— begin Material for the task —
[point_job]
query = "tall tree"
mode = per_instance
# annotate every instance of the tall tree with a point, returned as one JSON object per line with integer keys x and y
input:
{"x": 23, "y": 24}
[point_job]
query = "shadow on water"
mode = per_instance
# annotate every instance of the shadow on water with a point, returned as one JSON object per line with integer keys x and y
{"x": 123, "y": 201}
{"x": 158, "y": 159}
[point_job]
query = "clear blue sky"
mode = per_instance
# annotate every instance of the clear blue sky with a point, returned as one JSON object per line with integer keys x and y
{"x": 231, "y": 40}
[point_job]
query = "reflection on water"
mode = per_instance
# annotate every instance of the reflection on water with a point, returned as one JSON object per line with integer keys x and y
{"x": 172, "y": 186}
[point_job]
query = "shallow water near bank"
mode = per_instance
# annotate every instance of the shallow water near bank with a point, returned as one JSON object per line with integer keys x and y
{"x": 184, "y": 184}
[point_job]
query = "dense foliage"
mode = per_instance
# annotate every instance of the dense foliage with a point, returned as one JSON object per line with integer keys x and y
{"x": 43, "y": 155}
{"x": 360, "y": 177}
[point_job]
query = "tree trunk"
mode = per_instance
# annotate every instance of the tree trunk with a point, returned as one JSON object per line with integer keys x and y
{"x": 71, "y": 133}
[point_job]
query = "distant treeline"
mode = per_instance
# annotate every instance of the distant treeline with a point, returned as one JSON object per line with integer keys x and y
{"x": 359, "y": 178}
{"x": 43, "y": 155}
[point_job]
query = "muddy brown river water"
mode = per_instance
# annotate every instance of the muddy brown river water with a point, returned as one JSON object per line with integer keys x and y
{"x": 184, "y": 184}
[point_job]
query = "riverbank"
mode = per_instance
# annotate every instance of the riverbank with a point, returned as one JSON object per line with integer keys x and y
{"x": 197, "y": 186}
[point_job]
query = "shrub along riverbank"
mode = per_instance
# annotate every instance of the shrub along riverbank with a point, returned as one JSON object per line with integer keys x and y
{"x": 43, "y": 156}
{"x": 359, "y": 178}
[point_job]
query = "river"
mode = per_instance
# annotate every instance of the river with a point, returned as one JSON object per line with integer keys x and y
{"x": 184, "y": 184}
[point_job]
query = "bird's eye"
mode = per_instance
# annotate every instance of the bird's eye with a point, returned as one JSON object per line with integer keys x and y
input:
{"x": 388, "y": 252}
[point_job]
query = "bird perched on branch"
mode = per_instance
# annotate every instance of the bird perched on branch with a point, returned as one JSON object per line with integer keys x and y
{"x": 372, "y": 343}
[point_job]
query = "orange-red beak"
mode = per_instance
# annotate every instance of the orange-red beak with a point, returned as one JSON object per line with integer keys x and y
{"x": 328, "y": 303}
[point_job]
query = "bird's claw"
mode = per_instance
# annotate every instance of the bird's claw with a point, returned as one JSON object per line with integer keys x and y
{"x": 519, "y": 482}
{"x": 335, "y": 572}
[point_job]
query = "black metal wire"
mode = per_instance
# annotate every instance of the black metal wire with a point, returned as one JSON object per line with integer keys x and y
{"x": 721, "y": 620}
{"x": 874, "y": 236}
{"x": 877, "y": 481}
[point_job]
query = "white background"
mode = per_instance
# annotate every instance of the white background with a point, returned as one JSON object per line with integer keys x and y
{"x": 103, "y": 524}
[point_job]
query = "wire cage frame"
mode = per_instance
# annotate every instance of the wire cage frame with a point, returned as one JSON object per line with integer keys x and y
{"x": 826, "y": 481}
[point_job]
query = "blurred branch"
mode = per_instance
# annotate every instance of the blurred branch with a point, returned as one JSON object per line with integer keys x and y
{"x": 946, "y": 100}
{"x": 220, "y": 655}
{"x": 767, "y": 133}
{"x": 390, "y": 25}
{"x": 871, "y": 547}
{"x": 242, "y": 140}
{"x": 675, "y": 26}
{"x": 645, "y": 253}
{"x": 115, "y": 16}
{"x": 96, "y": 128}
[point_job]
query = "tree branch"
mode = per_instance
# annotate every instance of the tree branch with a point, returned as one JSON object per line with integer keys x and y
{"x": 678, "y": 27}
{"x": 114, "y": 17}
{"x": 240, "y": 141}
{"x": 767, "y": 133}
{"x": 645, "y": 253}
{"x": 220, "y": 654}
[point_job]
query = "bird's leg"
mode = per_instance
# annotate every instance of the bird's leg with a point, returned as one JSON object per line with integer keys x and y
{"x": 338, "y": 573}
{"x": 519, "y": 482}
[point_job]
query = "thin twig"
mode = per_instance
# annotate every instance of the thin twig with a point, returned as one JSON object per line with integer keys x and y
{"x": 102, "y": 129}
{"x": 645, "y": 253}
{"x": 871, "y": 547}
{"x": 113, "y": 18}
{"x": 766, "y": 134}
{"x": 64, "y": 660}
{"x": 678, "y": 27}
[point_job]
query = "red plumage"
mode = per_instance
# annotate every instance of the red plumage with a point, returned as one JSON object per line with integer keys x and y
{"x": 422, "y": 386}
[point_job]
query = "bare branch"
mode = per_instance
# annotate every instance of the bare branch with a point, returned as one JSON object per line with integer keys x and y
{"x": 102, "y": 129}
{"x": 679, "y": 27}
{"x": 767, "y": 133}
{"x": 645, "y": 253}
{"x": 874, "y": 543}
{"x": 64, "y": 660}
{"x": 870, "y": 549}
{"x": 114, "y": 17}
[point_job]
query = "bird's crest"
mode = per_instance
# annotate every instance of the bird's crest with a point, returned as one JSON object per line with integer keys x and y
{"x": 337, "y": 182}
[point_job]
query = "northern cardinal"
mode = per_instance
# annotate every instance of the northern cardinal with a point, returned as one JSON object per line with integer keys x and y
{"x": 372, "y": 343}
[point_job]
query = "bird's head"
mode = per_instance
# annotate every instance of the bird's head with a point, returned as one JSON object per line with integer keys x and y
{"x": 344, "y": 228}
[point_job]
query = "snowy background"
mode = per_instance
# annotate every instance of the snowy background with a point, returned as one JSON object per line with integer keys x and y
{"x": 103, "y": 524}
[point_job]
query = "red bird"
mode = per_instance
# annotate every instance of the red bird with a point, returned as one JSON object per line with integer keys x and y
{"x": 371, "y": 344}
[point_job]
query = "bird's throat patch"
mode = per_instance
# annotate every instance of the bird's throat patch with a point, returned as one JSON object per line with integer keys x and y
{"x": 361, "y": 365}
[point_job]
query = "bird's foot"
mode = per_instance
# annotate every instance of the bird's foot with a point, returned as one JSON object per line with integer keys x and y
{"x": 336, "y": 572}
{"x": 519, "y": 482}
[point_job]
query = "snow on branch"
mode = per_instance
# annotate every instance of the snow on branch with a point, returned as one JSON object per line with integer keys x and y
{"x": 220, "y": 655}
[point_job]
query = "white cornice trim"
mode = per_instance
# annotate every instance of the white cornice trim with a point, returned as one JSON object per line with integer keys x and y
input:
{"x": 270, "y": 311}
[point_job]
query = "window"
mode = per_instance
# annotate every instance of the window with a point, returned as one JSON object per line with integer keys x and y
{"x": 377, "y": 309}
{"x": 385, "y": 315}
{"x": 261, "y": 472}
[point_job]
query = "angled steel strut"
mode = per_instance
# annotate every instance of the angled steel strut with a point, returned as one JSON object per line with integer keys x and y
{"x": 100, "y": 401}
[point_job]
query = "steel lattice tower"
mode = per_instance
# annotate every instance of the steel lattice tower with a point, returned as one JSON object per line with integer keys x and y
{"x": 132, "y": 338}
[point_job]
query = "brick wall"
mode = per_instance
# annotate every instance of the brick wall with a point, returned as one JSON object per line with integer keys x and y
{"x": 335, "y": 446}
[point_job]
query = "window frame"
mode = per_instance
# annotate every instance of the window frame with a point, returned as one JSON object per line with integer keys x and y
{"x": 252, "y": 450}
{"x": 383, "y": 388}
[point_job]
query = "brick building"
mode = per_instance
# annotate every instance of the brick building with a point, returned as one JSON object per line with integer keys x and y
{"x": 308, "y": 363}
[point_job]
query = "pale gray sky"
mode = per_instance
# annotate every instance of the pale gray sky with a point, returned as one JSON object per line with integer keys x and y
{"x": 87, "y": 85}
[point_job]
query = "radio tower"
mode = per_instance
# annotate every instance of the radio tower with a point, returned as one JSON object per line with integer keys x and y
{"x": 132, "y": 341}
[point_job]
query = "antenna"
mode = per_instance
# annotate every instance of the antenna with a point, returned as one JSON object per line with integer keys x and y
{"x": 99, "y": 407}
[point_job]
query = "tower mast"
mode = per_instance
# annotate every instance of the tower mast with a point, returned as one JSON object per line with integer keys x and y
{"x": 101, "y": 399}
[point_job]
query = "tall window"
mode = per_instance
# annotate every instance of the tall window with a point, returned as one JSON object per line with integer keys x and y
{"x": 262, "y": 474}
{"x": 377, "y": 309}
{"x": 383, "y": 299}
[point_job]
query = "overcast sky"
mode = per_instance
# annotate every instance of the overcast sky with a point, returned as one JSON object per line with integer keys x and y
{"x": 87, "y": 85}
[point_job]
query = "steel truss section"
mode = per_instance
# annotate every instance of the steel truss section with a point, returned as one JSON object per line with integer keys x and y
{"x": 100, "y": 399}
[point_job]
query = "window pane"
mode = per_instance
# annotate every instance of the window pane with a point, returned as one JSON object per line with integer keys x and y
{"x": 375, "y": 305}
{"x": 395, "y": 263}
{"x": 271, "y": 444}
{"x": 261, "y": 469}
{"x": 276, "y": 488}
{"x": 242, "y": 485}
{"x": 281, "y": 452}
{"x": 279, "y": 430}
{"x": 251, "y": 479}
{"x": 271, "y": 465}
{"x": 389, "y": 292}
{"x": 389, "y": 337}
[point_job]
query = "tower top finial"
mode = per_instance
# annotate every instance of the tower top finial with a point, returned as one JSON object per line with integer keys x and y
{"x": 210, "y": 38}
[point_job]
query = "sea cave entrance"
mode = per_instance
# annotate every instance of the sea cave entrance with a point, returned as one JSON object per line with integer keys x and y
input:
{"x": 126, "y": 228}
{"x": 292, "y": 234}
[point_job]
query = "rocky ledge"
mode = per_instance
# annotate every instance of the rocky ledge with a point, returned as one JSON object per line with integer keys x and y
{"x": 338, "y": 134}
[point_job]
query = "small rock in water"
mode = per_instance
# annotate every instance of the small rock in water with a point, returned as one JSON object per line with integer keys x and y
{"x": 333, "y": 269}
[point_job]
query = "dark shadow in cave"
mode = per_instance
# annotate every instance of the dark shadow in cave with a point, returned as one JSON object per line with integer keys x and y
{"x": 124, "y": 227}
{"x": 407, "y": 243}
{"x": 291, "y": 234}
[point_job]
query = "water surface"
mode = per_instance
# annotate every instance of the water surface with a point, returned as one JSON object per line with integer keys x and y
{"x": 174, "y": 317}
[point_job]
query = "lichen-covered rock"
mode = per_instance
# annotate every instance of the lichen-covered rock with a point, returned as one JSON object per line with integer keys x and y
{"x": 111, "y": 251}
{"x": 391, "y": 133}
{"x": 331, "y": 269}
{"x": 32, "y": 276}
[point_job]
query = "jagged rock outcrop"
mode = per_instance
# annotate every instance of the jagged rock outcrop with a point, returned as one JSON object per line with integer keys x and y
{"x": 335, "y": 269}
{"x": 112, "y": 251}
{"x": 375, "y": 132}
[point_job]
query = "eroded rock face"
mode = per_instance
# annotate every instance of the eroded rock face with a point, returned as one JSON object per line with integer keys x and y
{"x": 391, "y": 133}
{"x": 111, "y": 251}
— end Material for the task —
— Work to complete —
Count the lines in the records above that contain the string "metal", treating uppercase and lowercase as distinct. Give only the number.

— Completed task —
2